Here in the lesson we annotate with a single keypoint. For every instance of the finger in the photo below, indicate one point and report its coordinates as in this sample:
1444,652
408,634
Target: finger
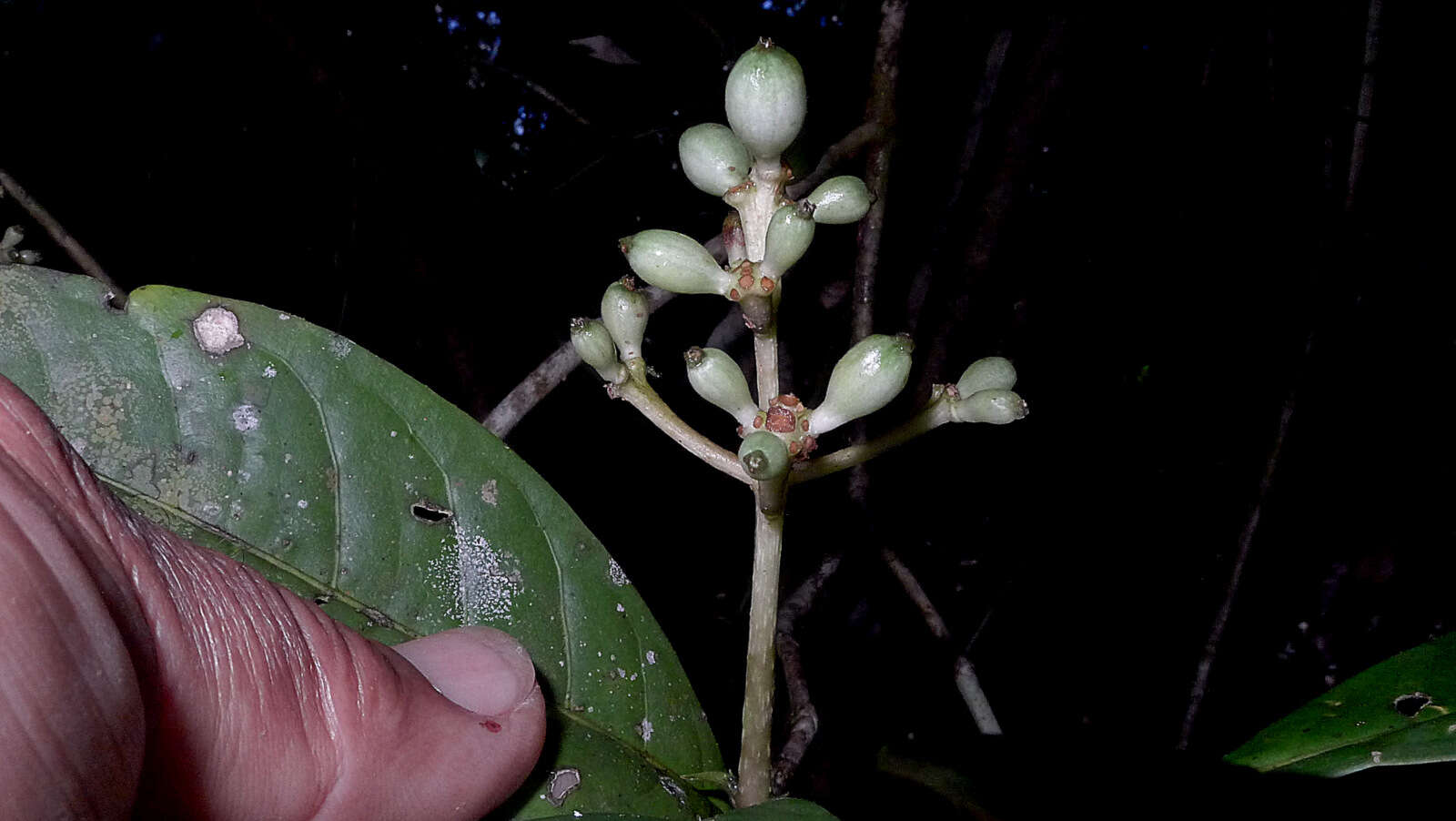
257,704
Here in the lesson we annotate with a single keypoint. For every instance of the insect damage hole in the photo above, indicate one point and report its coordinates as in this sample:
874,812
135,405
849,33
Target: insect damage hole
1411,704
562,784
430,512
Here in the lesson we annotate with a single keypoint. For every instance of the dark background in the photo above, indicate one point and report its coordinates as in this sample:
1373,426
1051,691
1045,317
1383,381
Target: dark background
1154,228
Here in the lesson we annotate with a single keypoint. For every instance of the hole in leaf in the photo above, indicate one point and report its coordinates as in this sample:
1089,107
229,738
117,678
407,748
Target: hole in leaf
430,512
562,784
1411,704
114,301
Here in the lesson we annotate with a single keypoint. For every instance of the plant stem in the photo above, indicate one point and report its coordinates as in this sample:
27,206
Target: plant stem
754,760
58,233
766,364
641,396
934,415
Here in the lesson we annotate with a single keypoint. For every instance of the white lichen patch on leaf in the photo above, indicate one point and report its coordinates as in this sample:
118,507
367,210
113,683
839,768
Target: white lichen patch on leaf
245,418
339,347
480,581
616,573
216,330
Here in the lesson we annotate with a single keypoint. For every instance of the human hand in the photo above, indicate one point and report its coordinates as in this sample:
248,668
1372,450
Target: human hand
143,674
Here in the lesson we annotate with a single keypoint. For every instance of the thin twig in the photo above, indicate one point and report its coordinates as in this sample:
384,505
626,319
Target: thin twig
1046,76
754,757
1210,648
880,111
931,417
995,63
641,396
543,94
62,238
965,673
1365,105
803,716
846,148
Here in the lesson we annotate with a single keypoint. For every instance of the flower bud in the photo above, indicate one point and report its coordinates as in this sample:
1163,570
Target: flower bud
994,405
791,228
841,199
623,313
763,456
713,157
982,374
674,262
720,380
593,344
865,380
766,99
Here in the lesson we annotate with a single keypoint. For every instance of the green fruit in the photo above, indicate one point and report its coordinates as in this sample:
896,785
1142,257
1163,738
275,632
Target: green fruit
623,313
594,345
841,199
674,262
718,379
791,230
763,456
766,99
982,374
713,159
995,407
866,378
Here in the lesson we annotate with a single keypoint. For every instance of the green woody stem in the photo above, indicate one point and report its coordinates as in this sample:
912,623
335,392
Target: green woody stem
754,762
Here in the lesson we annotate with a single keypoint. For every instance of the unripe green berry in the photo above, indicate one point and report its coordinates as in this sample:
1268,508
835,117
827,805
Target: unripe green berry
986,373
791,230
866,378
718,379
994,405
841,199
594,345
674,262
623,313
713,157
766,99
763,456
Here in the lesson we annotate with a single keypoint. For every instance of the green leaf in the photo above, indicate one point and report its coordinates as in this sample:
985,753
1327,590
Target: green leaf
1397,712
341,478
781,810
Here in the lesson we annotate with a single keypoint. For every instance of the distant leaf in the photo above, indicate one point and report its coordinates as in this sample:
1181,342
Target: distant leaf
349,482
1397,712
606,50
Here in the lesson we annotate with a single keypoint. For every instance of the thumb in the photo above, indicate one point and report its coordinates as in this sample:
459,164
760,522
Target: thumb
143,670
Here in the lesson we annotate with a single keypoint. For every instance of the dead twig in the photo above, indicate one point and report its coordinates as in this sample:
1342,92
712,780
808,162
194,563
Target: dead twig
85,261
1366,104
803,716
965,673
880,109
995,63
846,148
1046,77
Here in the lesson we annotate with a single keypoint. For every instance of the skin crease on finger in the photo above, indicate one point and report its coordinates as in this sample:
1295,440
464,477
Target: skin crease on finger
142,673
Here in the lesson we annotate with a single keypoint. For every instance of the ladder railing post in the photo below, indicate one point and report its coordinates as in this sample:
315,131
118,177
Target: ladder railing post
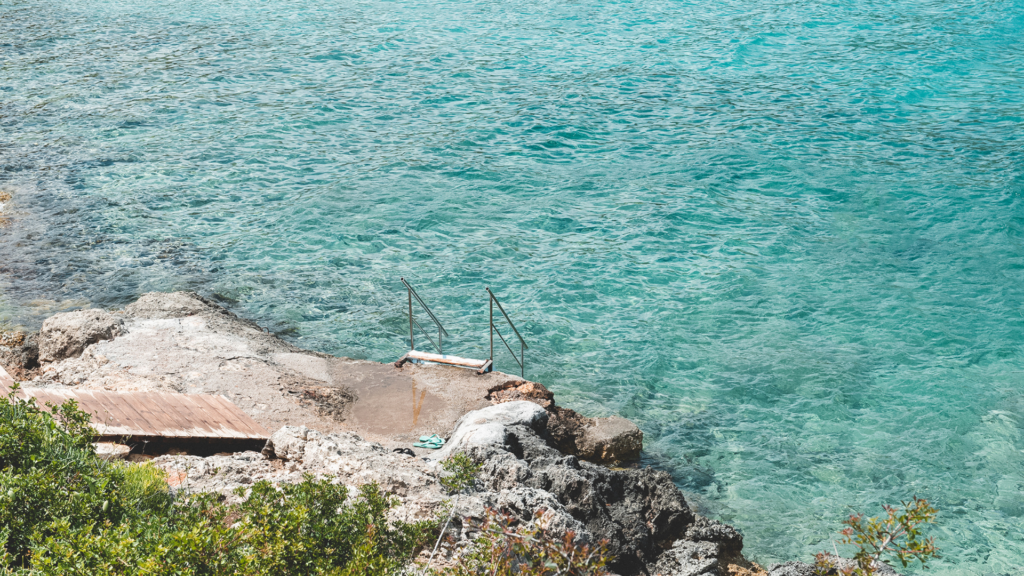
413,324
412,342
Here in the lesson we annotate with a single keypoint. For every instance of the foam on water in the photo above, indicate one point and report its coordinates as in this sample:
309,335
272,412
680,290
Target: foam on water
784,238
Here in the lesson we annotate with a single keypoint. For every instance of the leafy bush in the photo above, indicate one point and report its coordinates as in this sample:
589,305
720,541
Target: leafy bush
50,477
898,535
506,548
460,474
64,510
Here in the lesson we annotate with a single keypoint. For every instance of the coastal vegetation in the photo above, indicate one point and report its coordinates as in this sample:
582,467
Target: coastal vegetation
66,510
897,536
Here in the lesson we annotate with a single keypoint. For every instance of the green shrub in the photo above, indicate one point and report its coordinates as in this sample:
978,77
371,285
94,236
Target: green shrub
49,472
460,472
65,510
898,536
506,547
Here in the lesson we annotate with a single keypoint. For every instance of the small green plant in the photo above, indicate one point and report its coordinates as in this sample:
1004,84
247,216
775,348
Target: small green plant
461,472
897,535
65,510
507,547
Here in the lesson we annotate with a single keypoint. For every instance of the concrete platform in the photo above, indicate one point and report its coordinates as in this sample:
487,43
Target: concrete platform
177,342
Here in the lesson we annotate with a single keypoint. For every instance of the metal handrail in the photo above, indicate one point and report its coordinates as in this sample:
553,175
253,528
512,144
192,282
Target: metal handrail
413,322
521,361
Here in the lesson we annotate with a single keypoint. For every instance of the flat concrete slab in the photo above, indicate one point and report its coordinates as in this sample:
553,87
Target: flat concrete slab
179,343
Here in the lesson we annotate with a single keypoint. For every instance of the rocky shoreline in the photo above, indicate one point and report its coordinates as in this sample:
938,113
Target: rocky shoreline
330,417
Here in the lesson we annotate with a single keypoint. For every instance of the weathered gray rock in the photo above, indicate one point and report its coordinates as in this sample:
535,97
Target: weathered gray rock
485,430
610,440
66,335
18,353
707,530
170,304
686,558
638,511
112,451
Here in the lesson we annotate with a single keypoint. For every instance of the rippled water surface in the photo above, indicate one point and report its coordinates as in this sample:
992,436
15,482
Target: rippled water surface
785,238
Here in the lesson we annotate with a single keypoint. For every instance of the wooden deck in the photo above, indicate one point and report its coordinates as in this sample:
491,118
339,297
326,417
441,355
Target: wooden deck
159,420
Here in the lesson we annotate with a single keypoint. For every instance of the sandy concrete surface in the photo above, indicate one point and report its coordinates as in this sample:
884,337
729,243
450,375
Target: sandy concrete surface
180,342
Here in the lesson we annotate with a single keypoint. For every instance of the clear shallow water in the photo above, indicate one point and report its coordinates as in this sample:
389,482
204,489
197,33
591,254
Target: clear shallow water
786,239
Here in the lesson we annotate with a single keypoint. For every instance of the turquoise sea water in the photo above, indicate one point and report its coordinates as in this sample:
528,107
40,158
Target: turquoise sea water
785,238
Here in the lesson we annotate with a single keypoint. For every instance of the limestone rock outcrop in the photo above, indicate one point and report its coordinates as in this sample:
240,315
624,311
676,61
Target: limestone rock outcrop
639,511
66,335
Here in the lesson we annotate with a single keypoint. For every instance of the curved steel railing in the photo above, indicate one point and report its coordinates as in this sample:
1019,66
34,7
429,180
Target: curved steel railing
521,361
412,322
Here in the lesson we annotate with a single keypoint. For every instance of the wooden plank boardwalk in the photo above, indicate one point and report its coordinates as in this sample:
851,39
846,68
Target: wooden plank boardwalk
165,418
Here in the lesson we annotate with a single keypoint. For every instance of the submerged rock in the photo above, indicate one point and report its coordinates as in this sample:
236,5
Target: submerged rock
610,440
18,354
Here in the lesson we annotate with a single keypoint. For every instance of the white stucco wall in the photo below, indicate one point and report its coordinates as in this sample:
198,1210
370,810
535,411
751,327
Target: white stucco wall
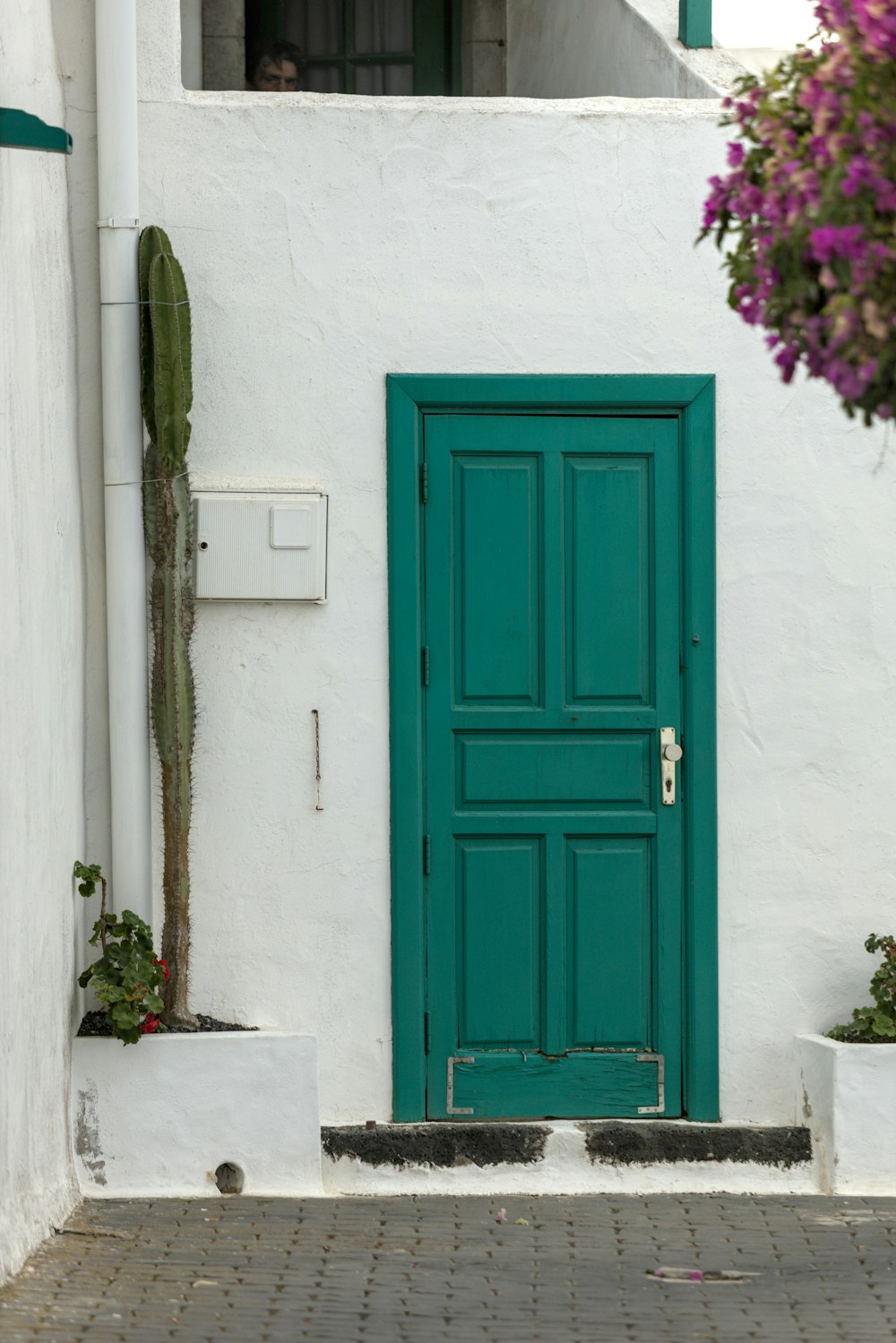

------------------------------------------------

> [BRIEF]: Copy out every line above that contains the word "post". Case matters when matching.

> [COMPLETED EXERCISE]:
Here in the lesson we annotate with a single keypoint. For every instance of the ladder railing post in the photo below, indicate one point and report its coordinates as in this sample:
Target: ladder railing post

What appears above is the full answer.